• _Instructions to follow_:
Copy out the stretch from the start of the records through the line containing "749], [407, 791]]", requests included, and multiply every point coordinate in the answers by 0.8, rounding to whole numbers with halves rounded up. Leave the sample coordinates in the requests unchanged, and give only these lines.

• _Material for the task_:
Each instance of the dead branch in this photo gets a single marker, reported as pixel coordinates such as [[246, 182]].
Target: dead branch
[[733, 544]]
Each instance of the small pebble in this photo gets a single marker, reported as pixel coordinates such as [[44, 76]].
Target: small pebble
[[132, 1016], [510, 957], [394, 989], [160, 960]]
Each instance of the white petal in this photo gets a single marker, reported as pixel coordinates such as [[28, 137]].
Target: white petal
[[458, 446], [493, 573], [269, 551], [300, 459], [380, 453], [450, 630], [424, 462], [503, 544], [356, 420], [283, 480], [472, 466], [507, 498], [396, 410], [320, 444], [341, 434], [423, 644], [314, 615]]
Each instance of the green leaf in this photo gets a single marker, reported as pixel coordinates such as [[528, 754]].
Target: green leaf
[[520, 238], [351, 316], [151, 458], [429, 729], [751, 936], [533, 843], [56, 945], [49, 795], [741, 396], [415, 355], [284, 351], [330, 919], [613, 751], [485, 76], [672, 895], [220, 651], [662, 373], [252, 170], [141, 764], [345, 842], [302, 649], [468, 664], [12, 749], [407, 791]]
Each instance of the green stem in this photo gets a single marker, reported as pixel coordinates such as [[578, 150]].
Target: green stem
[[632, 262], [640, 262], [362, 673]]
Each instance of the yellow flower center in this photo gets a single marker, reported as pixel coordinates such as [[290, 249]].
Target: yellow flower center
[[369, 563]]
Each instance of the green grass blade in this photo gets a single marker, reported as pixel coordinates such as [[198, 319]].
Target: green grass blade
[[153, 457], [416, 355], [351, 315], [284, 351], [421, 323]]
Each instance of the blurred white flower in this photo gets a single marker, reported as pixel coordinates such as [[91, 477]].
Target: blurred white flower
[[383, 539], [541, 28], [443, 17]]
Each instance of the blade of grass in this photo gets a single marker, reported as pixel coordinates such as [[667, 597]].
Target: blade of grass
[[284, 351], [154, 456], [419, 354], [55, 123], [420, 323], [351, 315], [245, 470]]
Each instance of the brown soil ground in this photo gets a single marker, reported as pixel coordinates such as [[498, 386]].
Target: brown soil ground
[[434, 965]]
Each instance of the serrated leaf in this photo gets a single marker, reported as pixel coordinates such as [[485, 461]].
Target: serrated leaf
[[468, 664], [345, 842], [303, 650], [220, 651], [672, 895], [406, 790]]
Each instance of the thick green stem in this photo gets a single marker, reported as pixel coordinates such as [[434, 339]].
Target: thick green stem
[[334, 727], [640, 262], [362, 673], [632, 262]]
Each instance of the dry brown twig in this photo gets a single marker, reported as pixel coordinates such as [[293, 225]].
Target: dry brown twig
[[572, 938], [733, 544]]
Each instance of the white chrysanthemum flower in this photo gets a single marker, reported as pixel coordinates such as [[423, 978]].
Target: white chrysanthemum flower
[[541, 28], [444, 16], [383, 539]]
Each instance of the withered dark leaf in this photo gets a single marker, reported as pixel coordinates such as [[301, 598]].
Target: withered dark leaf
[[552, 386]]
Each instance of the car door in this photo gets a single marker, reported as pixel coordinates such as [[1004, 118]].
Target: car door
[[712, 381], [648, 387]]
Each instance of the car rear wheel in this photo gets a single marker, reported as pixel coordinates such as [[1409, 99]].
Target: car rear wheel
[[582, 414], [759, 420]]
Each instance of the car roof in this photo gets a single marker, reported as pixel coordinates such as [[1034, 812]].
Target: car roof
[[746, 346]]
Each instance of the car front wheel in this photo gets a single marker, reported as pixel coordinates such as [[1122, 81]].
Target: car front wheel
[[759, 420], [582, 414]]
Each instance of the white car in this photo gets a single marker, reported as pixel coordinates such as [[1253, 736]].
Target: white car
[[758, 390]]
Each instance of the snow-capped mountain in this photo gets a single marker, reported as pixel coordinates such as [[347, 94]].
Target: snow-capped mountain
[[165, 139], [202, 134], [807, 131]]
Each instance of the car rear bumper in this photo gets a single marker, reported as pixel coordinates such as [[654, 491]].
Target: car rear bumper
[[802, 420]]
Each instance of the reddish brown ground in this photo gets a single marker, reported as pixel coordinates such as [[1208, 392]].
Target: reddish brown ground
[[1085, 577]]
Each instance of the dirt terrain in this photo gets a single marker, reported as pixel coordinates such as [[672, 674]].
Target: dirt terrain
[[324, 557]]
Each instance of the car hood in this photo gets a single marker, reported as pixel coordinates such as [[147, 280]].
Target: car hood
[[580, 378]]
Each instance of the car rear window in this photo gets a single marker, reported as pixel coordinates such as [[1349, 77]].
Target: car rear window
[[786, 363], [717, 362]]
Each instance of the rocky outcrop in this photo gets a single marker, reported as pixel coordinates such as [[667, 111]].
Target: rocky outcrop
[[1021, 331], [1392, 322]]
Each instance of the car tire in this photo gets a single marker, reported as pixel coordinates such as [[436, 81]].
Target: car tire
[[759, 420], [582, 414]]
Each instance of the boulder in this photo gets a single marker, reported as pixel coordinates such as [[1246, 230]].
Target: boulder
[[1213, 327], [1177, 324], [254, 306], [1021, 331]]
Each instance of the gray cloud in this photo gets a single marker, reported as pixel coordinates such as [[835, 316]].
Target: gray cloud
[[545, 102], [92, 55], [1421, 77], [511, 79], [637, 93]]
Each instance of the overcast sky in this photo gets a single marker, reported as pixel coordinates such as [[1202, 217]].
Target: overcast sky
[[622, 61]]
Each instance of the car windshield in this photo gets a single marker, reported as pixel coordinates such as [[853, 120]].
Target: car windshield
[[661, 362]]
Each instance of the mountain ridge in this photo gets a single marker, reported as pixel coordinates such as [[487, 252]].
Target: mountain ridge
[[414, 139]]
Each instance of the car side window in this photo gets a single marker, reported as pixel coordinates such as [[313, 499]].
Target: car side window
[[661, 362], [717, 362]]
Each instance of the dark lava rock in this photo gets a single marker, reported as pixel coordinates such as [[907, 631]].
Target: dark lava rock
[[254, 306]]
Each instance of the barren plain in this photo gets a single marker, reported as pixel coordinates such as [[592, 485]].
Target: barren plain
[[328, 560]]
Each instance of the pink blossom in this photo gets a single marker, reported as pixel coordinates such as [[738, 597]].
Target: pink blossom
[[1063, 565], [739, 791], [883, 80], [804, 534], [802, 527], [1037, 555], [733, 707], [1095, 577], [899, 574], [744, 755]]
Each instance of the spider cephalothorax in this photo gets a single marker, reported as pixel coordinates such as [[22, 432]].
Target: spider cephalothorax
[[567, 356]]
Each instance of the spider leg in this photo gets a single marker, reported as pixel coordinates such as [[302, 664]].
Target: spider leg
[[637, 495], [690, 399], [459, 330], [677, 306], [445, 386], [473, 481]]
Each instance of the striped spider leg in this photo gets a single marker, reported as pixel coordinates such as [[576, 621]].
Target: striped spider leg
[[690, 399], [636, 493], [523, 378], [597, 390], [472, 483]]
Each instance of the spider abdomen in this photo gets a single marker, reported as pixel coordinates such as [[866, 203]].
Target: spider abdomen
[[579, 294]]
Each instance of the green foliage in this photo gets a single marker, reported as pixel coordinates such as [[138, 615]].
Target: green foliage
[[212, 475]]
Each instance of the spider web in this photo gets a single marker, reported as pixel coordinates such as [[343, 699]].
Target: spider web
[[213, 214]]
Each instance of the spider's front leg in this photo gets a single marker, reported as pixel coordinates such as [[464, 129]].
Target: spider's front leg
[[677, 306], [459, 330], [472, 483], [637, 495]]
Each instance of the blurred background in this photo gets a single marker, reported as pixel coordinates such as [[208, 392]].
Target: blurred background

• _Final answer_:
Each instance of the dead branch in this photo gets a single marker, reported as pixel coordinates such as [[246, 182]].
Target: dead branch
[[586, 435]]
Each instance of the small pebble in this photo gets a single marker, reported as pixel coordinates such as [[44, 76]].
Target: small pebble
[[106, 813], [408, 766], [315, 791], [128, 768]]
Each instance of the white petal in this photo gets a single marker, reported as pixel coordinates such as [[28, 137]].
Target: white petal
[[366, 357], [394, 458], [215, 441], [240, 367], [304, 362], [360, 504], [339, 370], [402, 435], [285, 336], [226, 384], [378, 373], [406, 398], [317, 328], [256, 355], [273, 347], [338, 515], [251, 492]]
Each instance of the green leaf in this photo gets a single marker, reported as pixel coordinates such as [[528, 754]].
Target: green leaf
[[416, 190], [281, 253], [121, 366], [343, 583], [601, 749], [426, 674], [45, 756], [39, 636], [593, 317], [332, 284], [227, 281], [264, 735], [490, 601], [388, 61], [538, 716], [176, 521], [530, 298], [202, 136], [113, 611], [276, 674], [242, 519], [374, 531], [10, 599], [326, 633]]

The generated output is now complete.